[start]

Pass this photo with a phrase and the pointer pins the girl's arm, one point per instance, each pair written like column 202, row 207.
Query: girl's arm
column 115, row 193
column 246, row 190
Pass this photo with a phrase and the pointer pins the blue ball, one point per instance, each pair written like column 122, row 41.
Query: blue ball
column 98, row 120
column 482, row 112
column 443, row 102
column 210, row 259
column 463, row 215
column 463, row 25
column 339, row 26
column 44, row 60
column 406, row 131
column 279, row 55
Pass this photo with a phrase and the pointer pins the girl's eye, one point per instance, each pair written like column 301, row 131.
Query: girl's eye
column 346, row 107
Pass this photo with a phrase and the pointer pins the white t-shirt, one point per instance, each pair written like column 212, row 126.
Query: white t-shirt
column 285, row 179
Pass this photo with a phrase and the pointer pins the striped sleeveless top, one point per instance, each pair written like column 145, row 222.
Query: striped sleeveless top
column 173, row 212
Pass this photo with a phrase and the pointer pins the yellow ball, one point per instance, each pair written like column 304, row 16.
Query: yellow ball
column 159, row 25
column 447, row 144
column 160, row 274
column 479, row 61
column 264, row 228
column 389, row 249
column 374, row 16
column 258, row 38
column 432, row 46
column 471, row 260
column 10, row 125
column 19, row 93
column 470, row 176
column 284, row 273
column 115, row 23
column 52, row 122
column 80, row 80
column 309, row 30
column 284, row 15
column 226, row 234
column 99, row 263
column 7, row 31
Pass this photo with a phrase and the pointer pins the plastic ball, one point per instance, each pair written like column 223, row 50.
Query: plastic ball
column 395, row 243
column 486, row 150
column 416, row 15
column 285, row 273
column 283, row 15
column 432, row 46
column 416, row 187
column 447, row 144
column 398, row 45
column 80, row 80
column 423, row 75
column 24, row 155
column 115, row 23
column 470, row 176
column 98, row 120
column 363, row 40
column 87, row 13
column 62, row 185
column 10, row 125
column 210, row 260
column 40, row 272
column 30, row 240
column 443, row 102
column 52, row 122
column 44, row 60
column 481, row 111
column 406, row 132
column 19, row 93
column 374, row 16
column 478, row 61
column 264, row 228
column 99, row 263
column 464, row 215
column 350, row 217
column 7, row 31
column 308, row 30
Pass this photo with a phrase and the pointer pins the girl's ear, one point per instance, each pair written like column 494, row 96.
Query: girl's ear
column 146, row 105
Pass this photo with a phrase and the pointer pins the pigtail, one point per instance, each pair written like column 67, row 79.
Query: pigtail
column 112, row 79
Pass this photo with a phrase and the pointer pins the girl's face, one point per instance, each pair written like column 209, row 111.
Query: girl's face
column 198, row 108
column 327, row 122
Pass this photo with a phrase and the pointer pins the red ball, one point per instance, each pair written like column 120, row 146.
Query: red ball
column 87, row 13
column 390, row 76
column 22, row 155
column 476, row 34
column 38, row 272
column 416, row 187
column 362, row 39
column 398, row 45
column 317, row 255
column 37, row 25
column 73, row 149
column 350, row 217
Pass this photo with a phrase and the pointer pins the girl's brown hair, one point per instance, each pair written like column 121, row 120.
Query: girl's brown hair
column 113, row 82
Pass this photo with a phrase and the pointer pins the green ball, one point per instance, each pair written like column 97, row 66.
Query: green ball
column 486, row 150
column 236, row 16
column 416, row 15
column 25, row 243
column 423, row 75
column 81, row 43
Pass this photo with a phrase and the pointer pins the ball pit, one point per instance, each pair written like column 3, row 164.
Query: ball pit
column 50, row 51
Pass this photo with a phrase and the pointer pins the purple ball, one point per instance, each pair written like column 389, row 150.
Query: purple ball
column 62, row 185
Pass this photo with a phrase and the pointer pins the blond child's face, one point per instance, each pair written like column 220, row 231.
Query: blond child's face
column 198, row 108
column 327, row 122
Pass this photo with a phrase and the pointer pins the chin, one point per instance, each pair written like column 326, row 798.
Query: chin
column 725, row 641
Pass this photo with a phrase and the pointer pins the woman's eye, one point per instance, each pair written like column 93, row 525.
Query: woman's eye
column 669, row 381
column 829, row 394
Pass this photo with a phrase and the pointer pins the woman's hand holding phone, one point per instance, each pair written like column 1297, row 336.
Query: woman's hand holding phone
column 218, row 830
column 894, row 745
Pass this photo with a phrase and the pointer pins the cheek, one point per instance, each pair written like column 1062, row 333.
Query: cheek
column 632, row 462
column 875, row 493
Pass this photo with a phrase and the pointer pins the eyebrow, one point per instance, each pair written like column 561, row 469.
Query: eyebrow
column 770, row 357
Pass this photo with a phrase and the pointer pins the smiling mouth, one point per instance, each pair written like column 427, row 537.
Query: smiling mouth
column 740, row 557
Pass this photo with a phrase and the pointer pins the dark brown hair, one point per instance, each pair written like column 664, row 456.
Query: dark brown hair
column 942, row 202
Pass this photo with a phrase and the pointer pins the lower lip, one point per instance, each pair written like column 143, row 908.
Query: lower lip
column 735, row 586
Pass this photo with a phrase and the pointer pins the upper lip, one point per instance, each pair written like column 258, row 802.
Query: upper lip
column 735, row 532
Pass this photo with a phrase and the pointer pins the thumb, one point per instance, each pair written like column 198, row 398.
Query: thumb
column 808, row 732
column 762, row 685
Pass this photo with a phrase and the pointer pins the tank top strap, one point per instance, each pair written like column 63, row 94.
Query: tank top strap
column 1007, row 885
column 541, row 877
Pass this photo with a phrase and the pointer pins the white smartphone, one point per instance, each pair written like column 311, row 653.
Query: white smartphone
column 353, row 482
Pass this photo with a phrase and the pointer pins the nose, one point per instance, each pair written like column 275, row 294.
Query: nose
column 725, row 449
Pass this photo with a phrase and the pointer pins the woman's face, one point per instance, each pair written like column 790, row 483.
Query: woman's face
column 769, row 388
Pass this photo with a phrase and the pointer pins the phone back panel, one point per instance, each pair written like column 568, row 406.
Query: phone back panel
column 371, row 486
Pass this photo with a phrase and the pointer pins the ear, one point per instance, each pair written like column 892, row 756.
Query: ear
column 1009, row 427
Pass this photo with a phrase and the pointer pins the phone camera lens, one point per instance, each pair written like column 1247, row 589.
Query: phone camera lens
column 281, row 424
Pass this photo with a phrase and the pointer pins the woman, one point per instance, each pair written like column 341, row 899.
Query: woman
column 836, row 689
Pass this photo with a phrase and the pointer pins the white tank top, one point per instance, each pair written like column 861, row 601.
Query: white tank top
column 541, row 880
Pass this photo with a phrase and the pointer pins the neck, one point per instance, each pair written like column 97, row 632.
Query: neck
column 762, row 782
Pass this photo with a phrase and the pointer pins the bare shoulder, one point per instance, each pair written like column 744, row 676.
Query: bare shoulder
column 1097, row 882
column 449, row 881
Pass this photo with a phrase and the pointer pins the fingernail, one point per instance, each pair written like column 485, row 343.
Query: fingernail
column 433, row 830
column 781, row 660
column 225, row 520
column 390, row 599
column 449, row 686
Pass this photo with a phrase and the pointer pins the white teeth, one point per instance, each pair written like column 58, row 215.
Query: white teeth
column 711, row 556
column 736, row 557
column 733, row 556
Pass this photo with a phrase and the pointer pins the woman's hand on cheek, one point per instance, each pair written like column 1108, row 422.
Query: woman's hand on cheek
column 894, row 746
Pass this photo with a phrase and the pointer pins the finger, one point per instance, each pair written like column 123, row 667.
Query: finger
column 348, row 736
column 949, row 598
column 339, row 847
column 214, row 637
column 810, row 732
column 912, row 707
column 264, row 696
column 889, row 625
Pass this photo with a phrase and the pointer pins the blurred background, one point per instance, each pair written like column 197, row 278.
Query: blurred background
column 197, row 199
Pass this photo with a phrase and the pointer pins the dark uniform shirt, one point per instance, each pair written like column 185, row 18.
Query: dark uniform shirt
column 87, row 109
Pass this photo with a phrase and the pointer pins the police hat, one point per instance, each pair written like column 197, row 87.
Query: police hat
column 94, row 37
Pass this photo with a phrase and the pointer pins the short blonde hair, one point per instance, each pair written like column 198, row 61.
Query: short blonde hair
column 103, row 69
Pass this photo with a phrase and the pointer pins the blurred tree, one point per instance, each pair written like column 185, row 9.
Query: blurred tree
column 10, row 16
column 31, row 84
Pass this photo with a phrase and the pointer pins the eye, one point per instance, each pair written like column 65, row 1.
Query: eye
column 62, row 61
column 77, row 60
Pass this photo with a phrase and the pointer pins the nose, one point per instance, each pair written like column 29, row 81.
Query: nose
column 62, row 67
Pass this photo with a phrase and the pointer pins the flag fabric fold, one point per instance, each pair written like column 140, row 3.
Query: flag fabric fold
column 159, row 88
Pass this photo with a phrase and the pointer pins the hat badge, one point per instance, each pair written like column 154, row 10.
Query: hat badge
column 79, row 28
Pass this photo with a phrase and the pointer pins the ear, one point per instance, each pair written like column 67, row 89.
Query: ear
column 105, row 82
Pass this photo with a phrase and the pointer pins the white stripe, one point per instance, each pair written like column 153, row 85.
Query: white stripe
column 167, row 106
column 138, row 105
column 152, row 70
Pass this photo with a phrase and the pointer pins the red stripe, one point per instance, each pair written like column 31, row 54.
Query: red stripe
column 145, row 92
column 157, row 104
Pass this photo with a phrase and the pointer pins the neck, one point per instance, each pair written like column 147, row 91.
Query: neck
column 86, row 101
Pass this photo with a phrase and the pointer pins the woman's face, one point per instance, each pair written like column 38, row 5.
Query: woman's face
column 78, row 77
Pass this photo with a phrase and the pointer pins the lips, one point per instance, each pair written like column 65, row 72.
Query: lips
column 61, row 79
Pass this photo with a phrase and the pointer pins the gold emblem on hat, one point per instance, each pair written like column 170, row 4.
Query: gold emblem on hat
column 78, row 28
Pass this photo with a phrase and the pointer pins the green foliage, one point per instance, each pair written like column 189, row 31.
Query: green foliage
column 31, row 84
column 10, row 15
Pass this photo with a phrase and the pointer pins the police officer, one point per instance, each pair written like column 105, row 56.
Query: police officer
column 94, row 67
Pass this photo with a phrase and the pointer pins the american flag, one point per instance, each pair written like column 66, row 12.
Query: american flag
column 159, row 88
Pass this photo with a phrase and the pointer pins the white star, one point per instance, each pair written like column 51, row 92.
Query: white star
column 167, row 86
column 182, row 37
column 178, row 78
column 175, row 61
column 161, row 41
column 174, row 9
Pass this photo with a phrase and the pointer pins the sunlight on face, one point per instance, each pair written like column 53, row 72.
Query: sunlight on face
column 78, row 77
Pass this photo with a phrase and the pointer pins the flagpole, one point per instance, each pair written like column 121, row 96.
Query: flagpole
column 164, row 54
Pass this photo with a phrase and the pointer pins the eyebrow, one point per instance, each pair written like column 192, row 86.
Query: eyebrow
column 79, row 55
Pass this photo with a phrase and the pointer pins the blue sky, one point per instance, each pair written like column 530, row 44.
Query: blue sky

[end]

_WHAT NEEDS TO BE DONE:_ Reproduce the rows word for word, from the very start through the line that contains "column 246, row 190", including that line.

_WORKED ANSWER:_
Pass this photo with a phrase and the pointer pins the girl's arm, one point per instance, each pair written like column 202, row 207.
Query: girl's arm
column 115, row 193
column 246, row 190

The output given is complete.